◆ **What you need to do**:
Show every line in the records below that contains the word "juice".

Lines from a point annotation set
>>>>>

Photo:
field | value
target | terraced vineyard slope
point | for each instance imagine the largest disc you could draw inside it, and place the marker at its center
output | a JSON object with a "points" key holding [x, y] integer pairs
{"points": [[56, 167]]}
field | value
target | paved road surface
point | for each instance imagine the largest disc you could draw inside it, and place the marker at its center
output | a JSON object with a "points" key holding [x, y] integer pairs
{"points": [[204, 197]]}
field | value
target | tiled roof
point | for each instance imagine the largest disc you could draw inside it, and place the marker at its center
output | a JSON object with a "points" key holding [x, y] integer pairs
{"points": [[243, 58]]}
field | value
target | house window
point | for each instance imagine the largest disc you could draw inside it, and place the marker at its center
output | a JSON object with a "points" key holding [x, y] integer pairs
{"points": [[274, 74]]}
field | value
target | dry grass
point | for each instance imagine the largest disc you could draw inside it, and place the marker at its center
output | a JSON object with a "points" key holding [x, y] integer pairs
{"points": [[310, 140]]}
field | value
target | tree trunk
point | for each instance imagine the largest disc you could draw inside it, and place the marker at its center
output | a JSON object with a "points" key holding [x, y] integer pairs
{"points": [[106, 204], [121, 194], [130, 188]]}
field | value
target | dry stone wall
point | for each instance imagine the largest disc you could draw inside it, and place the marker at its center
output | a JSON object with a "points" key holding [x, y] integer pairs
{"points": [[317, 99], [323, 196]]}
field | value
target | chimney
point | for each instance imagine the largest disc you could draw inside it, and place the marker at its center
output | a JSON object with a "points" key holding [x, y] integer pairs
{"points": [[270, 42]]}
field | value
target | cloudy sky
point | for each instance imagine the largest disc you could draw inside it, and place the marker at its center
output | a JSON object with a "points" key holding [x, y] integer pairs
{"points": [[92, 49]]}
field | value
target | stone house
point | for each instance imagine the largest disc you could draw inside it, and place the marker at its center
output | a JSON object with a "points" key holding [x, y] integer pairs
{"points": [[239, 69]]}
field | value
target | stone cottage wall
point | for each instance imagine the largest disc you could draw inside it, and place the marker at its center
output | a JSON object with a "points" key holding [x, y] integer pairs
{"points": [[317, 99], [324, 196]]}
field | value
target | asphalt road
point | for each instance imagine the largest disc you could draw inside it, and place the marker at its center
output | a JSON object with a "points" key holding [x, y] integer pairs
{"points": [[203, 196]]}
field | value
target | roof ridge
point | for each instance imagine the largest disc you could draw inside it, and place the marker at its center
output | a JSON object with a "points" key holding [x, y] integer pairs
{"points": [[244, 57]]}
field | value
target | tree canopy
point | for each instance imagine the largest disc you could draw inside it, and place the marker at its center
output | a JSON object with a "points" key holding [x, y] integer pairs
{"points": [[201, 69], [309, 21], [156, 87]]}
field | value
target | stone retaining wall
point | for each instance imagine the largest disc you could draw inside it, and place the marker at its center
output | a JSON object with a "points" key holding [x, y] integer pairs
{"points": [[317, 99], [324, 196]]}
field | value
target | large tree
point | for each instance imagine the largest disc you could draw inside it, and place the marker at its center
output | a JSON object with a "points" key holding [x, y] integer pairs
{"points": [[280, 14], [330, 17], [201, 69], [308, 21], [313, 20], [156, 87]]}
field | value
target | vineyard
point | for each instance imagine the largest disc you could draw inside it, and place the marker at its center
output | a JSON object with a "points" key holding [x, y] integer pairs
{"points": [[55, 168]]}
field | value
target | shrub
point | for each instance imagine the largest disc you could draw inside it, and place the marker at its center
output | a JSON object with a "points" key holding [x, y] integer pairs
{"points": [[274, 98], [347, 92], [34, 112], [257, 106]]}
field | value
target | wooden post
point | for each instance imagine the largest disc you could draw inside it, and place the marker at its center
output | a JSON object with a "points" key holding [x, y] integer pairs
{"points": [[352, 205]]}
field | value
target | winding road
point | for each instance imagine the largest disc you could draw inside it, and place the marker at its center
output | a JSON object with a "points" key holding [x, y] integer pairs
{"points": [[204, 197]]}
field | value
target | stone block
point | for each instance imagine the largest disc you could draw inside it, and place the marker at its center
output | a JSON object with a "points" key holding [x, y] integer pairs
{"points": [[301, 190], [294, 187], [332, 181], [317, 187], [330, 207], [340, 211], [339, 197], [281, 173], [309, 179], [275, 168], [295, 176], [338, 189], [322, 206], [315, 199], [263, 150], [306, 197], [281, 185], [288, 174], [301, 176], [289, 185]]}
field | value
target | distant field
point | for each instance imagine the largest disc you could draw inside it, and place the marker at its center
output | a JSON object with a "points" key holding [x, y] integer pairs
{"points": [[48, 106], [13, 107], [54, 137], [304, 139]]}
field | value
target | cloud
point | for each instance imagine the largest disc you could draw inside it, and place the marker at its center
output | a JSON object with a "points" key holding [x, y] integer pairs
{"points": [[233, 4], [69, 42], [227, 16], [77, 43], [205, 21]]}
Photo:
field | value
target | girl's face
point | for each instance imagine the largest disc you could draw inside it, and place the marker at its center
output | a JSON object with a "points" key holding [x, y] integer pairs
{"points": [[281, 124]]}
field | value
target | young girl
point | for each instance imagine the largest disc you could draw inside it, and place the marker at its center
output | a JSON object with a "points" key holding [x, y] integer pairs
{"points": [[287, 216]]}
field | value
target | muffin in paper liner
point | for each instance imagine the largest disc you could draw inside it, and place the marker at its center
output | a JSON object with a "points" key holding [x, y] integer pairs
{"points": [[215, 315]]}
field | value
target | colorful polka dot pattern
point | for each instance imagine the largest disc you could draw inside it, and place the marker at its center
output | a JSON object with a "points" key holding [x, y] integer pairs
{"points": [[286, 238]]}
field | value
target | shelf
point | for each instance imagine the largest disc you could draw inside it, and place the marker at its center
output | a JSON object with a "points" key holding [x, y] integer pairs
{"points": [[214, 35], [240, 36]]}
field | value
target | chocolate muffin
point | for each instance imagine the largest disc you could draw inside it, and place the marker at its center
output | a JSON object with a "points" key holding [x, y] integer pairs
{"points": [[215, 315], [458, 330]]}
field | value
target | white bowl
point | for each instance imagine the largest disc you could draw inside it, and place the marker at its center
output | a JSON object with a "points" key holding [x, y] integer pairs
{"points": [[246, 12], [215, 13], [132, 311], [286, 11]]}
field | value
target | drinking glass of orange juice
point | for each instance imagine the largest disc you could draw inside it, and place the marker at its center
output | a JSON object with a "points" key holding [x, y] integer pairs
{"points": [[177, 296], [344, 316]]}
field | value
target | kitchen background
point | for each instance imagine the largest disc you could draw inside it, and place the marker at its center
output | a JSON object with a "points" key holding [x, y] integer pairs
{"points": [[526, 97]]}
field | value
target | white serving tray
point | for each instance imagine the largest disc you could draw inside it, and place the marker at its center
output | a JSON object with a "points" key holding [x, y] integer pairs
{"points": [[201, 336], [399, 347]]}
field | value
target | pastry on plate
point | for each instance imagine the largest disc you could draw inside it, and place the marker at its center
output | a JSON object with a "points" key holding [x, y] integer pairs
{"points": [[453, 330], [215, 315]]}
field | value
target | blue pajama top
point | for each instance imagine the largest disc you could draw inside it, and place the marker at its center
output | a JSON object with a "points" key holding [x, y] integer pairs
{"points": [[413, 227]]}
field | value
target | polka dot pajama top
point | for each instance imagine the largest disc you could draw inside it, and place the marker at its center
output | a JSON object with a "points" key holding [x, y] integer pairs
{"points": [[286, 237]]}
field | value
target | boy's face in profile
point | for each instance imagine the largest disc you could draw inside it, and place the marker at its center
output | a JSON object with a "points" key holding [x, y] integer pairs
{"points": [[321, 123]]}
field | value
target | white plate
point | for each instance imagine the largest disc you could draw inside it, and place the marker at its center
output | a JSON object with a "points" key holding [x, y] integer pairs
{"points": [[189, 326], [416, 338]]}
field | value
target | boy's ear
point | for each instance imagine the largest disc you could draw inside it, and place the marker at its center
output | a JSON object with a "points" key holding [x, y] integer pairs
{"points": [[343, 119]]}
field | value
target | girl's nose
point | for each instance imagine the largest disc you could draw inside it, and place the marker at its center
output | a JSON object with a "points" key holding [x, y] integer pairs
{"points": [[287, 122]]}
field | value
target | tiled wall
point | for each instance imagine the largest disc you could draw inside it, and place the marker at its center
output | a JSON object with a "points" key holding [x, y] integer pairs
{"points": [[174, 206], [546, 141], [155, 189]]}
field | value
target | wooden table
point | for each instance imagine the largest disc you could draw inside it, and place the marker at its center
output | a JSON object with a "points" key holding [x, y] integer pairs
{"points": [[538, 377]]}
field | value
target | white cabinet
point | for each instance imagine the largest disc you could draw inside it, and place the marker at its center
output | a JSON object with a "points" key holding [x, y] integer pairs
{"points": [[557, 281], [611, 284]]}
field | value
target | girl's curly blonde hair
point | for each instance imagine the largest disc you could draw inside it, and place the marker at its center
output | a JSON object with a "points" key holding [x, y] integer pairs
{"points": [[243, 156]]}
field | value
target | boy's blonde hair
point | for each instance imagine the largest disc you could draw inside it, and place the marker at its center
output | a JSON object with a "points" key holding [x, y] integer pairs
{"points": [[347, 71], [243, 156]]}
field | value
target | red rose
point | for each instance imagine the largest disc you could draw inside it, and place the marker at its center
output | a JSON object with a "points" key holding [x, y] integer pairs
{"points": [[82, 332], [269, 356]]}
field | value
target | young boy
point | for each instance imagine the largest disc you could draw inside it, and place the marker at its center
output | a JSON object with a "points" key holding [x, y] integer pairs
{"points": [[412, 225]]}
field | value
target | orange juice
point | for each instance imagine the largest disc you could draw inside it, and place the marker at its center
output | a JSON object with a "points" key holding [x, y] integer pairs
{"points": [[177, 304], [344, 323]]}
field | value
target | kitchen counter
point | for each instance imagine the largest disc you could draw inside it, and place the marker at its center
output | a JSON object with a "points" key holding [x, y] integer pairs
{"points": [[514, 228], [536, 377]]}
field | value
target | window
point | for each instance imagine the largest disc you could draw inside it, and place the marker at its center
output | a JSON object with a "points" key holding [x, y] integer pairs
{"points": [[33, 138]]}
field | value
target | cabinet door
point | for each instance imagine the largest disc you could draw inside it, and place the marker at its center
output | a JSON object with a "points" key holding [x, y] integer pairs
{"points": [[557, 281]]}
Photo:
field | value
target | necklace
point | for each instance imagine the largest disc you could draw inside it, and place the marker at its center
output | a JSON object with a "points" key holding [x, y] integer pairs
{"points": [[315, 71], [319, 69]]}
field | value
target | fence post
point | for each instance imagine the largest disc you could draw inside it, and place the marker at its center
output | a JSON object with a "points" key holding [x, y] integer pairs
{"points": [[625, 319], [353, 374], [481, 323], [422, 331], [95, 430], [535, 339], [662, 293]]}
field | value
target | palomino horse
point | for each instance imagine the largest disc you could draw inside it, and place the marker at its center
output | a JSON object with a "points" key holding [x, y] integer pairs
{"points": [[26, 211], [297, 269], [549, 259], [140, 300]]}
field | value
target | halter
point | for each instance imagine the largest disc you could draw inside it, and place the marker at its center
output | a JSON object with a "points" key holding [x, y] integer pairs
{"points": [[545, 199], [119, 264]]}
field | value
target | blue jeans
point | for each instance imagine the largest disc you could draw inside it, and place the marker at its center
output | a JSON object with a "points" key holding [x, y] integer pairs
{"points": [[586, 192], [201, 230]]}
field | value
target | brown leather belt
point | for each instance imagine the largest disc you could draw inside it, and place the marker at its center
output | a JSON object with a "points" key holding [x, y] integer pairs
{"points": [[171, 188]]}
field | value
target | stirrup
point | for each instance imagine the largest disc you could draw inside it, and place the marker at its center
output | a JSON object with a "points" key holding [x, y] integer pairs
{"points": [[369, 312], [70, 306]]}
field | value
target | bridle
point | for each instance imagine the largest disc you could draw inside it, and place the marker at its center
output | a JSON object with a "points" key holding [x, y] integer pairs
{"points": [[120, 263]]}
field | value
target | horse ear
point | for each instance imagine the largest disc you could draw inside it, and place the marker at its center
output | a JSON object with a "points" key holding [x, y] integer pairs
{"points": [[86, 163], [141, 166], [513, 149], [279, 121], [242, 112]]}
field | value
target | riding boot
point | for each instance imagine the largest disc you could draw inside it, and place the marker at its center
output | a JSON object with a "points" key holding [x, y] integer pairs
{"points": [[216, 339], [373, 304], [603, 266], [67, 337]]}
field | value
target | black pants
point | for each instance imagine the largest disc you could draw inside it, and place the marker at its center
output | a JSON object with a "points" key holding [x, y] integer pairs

<<<<<

◆ **Written answer**:
target | drinking glass of orange juice
target | orange juice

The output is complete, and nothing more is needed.